** start of RECORDS FOR THIS EXERCISE **
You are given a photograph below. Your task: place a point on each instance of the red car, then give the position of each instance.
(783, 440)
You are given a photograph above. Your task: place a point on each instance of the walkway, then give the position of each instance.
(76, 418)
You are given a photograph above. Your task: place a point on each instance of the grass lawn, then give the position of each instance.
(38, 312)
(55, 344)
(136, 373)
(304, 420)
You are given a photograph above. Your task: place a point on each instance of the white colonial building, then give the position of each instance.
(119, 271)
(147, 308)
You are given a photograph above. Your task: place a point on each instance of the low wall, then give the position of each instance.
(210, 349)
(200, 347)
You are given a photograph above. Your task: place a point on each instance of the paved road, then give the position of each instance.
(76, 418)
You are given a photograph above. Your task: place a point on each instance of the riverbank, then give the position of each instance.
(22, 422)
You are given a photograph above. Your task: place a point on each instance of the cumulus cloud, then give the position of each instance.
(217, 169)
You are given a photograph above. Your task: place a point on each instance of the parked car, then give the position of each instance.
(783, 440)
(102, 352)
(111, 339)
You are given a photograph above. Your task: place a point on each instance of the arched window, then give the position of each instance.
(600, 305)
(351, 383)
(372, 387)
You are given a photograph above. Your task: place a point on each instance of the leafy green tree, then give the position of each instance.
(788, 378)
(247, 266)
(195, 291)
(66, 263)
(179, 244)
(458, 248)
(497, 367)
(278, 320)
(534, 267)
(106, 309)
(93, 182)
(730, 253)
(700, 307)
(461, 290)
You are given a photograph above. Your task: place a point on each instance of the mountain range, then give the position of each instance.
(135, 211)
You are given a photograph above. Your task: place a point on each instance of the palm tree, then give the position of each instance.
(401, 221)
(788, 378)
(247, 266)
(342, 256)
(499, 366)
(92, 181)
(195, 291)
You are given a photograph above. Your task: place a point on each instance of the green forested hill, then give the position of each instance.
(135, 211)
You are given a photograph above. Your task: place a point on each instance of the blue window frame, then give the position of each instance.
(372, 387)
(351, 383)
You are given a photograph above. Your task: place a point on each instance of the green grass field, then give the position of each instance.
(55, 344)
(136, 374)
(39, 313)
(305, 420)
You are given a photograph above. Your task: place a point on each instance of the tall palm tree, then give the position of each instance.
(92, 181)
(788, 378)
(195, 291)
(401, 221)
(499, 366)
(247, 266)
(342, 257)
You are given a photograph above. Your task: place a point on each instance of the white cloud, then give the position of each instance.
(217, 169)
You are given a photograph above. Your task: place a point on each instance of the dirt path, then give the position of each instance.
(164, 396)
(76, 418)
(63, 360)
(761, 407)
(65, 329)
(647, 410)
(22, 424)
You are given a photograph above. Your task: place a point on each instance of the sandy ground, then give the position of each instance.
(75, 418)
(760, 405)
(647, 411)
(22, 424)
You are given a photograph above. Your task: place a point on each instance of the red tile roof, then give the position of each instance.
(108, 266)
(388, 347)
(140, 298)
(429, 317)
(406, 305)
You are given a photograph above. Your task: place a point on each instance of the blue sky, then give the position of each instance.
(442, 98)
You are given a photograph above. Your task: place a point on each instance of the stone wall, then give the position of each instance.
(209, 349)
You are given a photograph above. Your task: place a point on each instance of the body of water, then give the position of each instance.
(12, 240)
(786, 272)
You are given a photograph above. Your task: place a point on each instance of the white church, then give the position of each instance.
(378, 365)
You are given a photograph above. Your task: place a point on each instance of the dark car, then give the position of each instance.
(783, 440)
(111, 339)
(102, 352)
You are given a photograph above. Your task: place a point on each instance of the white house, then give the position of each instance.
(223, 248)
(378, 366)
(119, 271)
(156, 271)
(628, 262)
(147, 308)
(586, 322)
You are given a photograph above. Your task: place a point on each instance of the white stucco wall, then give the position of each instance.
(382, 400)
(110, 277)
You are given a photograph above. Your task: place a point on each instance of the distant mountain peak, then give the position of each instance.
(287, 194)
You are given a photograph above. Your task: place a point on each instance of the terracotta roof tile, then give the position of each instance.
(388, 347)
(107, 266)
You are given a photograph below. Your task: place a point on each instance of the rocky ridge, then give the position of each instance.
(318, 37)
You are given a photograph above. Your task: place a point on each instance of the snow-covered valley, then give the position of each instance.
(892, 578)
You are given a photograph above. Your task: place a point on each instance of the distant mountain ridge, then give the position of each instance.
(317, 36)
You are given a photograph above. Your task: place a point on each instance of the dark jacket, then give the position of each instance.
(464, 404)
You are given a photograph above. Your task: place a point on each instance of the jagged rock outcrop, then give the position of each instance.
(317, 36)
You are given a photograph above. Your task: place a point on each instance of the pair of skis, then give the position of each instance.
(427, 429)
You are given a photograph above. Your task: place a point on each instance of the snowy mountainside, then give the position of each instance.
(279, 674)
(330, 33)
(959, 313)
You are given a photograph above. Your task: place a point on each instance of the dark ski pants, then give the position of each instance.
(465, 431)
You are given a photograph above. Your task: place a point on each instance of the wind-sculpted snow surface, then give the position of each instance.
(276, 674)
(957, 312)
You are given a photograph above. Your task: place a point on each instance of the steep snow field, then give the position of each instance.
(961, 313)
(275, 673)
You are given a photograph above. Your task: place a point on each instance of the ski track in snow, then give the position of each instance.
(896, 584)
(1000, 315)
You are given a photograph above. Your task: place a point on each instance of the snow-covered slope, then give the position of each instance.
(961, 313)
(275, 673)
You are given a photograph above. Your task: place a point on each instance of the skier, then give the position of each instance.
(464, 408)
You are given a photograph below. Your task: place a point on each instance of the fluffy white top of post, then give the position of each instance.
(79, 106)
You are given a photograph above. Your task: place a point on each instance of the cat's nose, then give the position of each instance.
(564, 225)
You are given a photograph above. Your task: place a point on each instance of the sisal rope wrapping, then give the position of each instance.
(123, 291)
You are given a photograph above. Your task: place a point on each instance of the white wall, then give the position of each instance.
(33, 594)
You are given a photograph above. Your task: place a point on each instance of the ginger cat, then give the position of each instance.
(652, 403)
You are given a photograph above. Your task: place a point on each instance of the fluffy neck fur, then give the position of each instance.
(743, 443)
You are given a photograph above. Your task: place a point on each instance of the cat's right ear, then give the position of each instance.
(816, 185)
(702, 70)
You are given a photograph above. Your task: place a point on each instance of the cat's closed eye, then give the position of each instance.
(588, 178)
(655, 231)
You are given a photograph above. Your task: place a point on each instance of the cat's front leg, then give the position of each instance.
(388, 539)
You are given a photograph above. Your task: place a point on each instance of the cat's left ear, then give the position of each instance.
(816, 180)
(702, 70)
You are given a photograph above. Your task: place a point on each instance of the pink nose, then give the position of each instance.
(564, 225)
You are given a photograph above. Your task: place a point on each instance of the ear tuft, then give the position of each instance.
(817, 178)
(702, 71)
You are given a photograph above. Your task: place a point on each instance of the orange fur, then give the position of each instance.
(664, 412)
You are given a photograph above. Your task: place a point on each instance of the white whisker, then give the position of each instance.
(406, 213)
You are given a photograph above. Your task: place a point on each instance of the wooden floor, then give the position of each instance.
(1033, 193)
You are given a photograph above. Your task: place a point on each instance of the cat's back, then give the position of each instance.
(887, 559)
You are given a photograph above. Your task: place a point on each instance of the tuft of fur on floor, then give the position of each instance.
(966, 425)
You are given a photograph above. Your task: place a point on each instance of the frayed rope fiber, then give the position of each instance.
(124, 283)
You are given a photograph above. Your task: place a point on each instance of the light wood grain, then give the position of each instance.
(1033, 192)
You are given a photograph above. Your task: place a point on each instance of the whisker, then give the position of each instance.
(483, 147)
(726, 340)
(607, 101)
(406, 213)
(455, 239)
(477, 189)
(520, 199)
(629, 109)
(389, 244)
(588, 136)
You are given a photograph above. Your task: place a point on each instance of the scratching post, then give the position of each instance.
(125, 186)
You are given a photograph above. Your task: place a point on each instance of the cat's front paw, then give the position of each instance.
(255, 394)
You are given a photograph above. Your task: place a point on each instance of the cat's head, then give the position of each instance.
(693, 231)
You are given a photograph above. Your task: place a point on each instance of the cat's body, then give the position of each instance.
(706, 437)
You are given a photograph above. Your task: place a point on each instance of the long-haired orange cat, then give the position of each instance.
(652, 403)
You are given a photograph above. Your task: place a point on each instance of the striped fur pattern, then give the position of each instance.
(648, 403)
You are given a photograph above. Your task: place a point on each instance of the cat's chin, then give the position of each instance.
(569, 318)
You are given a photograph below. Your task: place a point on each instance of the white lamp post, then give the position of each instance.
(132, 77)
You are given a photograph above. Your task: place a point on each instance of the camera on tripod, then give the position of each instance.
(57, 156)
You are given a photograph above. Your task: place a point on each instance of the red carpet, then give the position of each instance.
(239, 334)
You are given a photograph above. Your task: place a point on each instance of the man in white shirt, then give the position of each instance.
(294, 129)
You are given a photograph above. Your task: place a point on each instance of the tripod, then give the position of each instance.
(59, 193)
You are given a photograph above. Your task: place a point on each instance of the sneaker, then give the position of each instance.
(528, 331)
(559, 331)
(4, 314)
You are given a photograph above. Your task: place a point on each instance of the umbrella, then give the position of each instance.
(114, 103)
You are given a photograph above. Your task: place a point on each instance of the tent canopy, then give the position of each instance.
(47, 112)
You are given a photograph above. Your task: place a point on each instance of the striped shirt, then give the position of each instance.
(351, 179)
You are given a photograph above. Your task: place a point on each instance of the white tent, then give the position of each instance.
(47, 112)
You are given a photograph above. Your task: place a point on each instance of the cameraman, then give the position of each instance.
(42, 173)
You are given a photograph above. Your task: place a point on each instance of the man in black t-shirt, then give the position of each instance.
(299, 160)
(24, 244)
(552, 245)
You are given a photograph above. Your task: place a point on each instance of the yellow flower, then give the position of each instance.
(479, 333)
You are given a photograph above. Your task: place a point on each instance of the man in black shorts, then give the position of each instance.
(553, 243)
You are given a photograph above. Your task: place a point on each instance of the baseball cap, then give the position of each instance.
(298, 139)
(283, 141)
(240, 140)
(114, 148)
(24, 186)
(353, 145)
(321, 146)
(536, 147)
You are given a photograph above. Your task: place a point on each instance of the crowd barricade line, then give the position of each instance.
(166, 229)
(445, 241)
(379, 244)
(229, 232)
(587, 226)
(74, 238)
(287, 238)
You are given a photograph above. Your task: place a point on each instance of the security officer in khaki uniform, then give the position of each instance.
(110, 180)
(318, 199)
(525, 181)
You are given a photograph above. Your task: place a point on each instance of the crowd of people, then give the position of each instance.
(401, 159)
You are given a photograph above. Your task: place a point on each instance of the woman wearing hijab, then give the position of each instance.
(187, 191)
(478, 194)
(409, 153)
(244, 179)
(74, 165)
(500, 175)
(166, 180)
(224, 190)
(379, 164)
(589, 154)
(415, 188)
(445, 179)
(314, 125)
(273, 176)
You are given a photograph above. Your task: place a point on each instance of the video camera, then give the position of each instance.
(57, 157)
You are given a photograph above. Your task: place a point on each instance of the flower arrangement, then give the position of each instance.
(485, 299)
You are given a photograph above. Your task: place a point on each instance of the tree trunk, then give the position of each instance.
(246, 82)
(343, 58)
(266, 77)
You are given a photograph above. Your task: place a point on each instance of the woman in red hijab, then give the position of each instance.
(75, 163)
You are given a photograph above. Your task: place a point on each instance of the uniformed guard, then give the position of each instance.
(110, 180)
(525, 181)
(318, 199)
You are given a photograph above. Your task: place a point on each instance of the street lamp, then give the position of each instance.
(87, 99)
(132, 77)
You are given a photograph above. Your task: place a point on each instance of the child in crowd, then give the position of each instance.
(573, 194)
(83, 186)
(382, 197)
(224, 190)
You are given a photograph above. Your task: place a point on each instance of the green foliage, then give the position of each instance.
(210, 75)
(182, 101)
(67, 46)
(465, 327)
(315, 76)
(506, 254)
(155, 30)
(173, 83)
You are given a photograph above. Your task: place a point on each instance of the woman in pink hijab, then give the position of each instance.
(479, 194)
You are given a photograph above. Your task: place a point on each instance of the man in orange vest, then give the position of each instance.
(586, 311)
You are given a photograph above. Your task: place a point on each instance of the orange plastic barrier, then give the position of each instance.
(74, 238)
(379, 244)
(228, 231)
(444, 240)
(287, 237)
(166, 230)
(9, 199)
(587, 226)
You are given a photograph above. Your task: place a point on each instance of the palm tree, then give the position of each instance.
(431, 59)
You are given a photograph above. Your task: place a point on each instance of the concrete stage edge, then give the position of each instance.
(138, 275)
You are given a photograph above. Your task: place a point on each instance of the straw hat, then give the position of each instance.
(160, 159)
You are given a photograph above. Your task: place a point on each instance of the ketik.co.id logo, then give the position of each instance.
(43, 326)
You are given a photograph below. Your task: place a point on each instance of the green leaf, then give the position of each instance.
** end of RECORDS FOR THIS EXERCISE **
GOAL OF THE EXERCISE
The lines to reproduce run from the one that contains "edge, then give the position of each instance." through the last line above; copy them exactly.

TASK RESPONSE
You are given a photograph above. Your task: place a point on each instance of the concrete stage edge, then give the position of each instance.
(138, 275)
You are given a photograph above. Your task: place a point on each instance of the straw hat, then give the position of each instance.
(160, 159)
You are given a photograph above. Your task: place a point on each instance of the ketik.co.id logo, then give the position of each instance.
(43, 326)
You are given a photograph below. Your task: place a point on each instance of the green leaf, then give the position of each instance.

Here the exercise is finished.